Trecho da página

============

Até começar a parecer ordem, primeira exposição individual na Luciana Caravello Arte Contemporânea, é, nesse sentido, extremamente representativa do seu modus operandi: a relação entre as obras não se estabelece tanto a partir de afinidades estilísticas, quanto do substrato comum a todas elas, que é o de uma reflexão do artista sobre obras seminais de alguns dos maiores pensadores da sociedade capitalista, seja a partir de sua matriz econômica, como Adam Smith ou Karl Marx, seja no âmbito de uma visão filosófica e política, que inclui referências variadas, de Herbert Marcuse a Hannah Arendt. Nesse conjunto, um lugar de destaque cabe a Vilém Flusser e à sua reflexão sobre o papel da língua e da linguagem na criação da realidade, reflexão que se faz extremamente presente, aqui, no conjunto de obras em que a “linha-frase” do livro se torna “linha-desenho”, como o próprio artista afirma.
A investigação sobre a maneira como os pensadores que analisam a sociedade a “constroem”, por assim dizer, através da linguagem usada para descrevê-la, constitui então a matriz conceitual que confere unidade ao conjunto de trabalhos na exposição. Por outro lado, uma das questões que mais têm interessado o artista diz respeito ao papel de obras bastante críticas da maneira como o capital é distribuído na sociedade, como a maioria das que apresenta aqui: quem se interessa por elas, quem as adquire, quem é levado por elas a uma reflexão que, de outra forma, não teria feito? Seja através dos elaborados origamis feitos utilizando cédulas de dinheiro (na série Articulando Princípios: Origamis, 2017), nas delicadas topografias “desenhadas” utilizando como linhas trechos de textos clássicos de teoria econômica e política (na série Articulando Princípios: Terreiro, 2017), ou ainda nas tramas coloridas de Cruzeiro/Cruzado (2017), onde a ideia da alienação gerada pelo trabalho faz-se ainda mais evidente, as perguntas permanecem as mesmas. E o que talvez seja ainda mais significativo: elas permanecem, e irão permanecer, sem resposta. Porque estas obras não foram concebidas com o intuito de oferecer qualquer tipo de resposta, e menos ainda soluções, para a sociedade contemporânea. Silenciosa e rigorosamente, elas buscam cumprir um papel em teoria mais simples, mas de inegável importância nos tempos que vivemos: vigiar, lembrar, apontar para a origem dos desvios que nos afetam cotidianamente.

============

Dados fornecidos
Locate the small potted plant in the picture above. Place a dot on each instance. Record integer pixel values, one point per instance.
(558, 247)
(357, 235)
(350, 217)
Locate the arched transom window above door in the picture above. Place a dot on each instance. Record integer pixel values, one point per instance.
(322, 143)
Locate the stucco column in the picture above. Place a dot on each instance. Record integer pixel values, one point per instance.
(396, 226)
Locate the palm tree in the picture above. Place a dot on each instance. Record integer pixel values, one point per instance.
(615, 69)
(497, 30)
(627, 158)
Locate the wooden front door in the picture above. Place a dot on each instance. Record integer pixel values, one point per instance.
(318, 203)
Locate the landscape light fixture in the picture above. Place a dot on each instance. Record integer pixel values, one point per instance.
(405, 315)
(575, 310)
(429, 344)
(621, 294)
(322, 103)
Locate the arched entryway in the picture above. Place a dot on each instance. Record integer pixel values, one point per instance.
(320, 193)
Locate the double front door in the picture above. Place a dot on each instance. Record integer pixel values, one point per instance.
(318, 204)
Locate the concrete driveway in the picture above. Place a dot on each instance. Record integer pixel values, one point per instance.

============

Tarefa 1
Reescreva o trecho sobre a exposição começando nas palavras "Até começar a" e parando depois de "próprio artista afirma.", com "Adam Smith" trocado por "David Ricardo".
Tarefa 2
Responda às perguntas abaixo com base no trecho sobre a exposição.
(a) Em que galeria acontece a exposição?
(b) Com que material são feitos os origamis da série Articulando Princípios: Origamis?
(c) Em qual obra a ideia da alienação gerada pelo trabalho se faz ainda mais evidente?
A listagem não tem nenhum papel aqui.

Resposta 1
Até começar a parecer ordem, primeira exposição individual na Luciana Caravello Arte Contemporânea, é, nesse sentido, extremamente representativa do seu modus operandi: a relação entre as obras não se estabelece tanto a partir de afinidades estilísticas, quanto do substrato comum a todas elas, que é o de uma reflexão do artista sobre obras seminais de alguns dos maiores pensadores da sociedade capitalista, seja a partir de sua matriz econômica, como David Ricardo ou Karl Marx, seja no âmbito de uma visão filosófica e política, que inclui referências variadas, de Herbert Marcuse a Hannah Arendt. Nesse conjunto, um lugar de destaque cabe a Vilém Flusser e à sua reflexão sobre o papel da língua e da linguagem na criação da realidade, reflexão que se faz extremamente presente, aqui, no conjunto de obras em que a “linha-frase” do livro se torna “linha-desenho”, como o próprio artista afirma.

Resposta 2
(a) Na Luciana Caravello Arte Contemporânea.
(b) Com cédulas de dinheiro.
(c) Em Cruzeiro/Cruzado (2017).